**Written problem:** Print the line that contains "locate the illuminated" and every line after it through the last line of the records below, exactly as written and nothing else.

Point labeling dataset excerpts

** BEGIN **

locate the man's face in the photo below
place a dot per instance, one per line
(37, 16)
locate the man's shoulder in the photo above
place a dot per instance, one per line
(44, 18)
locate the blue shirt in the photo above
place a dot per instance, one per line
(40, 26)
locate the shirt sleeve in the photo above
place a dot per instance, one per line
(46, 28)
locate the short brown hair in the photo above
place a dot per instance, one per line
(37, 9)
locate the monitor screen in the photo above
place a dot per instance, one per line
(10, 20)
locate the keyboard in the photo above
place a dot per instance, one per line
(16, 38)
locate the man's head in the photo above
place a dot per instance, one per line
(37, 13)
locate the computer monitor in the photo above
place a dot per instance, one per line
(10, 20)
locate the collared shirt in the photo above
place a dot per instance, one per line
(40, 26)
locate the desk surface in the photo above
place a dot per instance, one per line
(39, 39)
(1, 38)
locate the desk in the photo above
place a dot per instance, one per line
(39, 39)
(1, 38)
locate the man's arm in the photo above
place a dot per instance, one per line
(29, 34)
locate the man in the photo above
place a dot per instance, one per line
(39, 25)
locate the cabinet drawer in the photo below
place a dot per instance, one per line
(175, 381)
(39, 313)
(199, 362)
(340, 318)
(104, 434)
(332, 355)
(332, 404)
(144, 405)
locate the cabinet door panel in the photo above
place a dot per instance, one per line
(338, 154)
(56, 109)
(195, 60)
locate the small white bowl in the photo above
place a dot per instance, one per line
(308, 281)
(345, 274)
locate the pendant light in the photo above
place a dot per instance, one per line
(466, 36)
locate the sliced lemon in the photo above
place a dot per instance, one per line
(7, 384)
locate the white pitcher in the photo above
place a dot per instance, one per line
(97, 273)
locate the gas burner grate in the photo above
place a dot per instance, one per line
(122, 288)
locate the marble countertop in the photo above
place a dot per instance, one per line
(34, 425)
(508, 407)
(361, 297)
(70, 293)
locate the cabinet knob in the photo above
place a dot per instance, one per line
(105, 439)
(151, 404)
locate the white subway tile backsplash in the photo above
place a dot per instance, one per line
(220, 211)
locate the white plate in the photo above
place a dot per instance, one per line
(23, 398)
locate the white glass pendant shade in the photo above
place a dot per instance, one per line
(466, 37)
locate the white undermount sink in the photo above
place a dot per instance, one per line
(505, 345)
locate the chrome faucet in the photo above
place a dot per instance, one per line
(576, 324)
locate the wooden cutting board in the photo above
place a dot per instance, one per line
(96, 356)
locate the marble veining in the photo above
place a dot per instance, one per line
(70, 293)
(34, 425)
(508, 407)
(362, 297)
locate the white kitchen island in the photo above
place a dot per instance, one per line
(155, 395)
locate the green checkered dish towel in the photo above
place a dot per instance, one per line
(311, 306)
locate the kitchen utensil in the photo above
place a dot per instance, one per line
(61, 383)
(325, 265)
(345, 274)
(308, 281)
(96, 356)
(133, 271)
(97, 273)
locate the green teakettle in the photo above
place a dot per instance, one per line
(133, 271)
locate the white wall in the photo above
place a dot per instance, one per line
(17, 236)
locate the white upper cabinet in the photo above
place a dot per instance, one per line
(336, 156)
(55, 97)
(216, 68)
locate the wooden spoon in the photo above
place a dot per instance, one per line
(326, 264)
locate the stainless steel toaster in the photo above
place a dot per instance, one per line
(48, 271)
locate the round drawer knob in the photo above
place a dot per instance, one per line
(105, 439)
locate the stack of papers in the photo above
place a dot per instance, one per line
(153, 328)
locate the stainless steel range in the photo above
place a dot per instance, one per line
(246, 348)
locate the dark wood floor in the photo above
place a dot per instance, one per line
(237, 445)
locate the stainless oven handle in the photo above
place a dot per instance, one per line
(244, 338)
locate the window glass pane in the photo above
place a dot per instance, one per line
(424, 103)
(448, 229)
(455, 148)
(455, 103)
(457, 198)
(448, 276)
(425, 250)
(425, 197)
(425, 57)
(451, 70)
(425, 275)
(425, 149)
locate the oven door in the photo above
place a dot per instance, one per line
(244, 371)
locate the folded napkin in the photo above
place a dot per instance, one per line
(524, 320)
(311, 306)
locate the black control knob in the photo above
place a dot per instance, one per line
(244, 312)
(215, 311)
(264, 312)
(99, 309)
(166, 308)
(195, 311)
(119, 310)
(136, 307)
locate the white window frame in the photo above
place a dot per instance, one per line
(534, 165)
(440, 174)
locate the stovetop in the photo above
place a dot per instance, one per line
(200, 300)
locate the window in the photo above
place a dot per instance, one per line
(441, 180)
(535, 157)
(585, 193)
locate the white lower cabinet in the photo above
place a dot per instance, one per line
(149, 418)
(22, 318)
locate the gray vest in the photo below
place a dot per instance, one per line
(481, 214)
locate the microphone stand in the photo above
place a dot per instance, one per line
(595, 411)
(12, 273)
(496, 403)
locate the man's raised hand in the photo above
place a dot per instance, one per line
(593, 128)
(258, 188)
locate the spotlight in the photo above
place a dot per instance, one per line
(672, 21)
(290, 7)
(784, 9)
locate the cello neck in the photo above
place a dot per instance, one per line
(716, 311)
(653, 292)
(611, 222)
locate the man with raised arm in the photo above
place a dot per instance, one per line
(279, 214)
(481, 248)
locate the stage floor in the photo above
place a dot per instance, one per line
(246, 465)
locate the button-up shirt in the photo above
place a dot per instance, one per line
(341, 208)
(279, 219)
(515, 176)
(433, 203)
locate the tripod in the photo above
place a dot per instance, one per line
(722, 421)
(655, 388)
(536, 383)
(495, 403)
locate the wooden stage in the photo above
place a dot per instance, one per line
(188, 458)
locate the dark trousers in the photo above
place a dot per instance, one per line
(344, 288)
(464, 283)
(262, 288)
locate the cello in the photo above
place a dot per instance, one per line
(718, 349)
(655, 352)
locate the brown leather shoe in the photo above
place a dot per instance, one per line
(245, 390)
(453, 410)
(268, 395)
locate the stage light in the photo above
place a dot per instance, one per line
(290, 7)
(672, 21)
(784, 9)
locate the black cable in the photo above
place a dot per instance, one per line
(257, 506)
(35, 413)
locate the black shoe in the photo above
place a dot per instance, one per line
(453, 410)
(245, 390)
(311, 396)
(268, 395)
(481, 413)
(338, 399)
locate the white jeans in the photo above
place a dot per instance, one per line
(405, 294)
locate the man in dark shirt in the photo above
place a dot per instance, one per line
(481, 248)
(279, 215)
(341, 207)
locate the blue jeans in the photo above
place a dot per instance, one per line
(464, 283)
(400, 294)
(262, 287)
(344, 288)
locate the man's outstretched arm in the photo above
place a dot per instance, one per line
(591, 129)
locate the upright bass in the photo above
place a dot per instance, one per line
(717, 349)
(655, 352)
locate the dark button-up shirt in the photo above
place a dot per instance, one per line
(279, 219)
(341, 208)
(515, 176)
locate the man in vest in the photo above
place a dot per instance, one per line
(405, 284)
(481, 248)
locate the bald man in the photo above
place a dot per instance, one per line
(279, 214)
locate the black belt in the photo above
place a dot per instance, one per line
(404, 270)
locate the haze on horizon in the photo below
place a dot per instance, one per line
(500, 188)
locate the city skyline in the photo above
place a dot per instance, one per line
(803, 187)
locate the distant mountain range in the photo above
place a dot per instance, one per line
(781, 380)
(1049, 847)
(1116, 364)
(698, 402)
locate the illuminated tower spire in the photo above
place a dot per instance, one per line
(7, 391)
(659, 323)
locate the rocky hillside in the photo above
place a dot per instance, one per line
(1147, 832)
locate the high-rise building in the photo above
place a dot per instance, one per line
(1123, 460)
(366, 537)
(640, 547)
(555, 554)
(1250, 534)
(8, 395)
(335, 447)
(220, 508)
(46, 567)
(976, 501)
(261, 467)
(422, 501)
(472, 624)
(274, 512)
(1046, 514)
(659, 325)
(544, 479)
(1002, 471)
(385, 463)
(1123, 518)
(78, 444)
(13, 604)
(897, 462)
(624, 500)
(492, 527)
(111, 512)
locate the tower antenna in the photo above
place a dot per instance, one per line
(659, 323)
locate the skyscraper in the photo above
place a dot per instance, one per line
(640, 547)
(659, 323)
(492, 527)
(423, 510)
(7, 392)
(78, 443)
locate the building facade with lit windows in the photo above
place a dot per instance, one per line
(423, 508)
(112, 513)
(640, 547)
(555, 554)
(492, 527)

** END **

**Task output:**
locate the illuminated tower spire in the photo above
place a dot per instance, one per line
(7, 391)
(659, 323)
locate the rocky hillside in the photo above
place a dot per instance, one per line
(1147, 832)
locate the high-rise building in the photo above
place a dot per instance, one per line
(1123, 460)
(366, 537)
(640, 547)
(555, 554)
(1250, 534)
(8, 395)
(335, 447)
(220, 508)
(46, 567)
(976, 501)
(261, 467)
(422, 501)
(472, 624)
(274, 512)
(1046, 514)
(659, 325)
(544, 479)
(1002, 471)
(385, 463)
(1123, 518)
(78, 444)
(13, 604)
(897, 462)
(624, 500)
(492, 527)
(111, 512)
locate the tower antenna in the photo above
place a dot per instance, one per line
(659, 323)
locate the skyscraper in the photo above
place a dot per instance, one per line
(640, 547)
(659, 323)
(492, 527)
(423, 510)
(7, 392)
(78, 443)
locate the building facade with lit windows in the photo above
place a dot per instance, one per line
(423, 508)
(112, 513)
(640, 547)
(555, 554)
(492, 527)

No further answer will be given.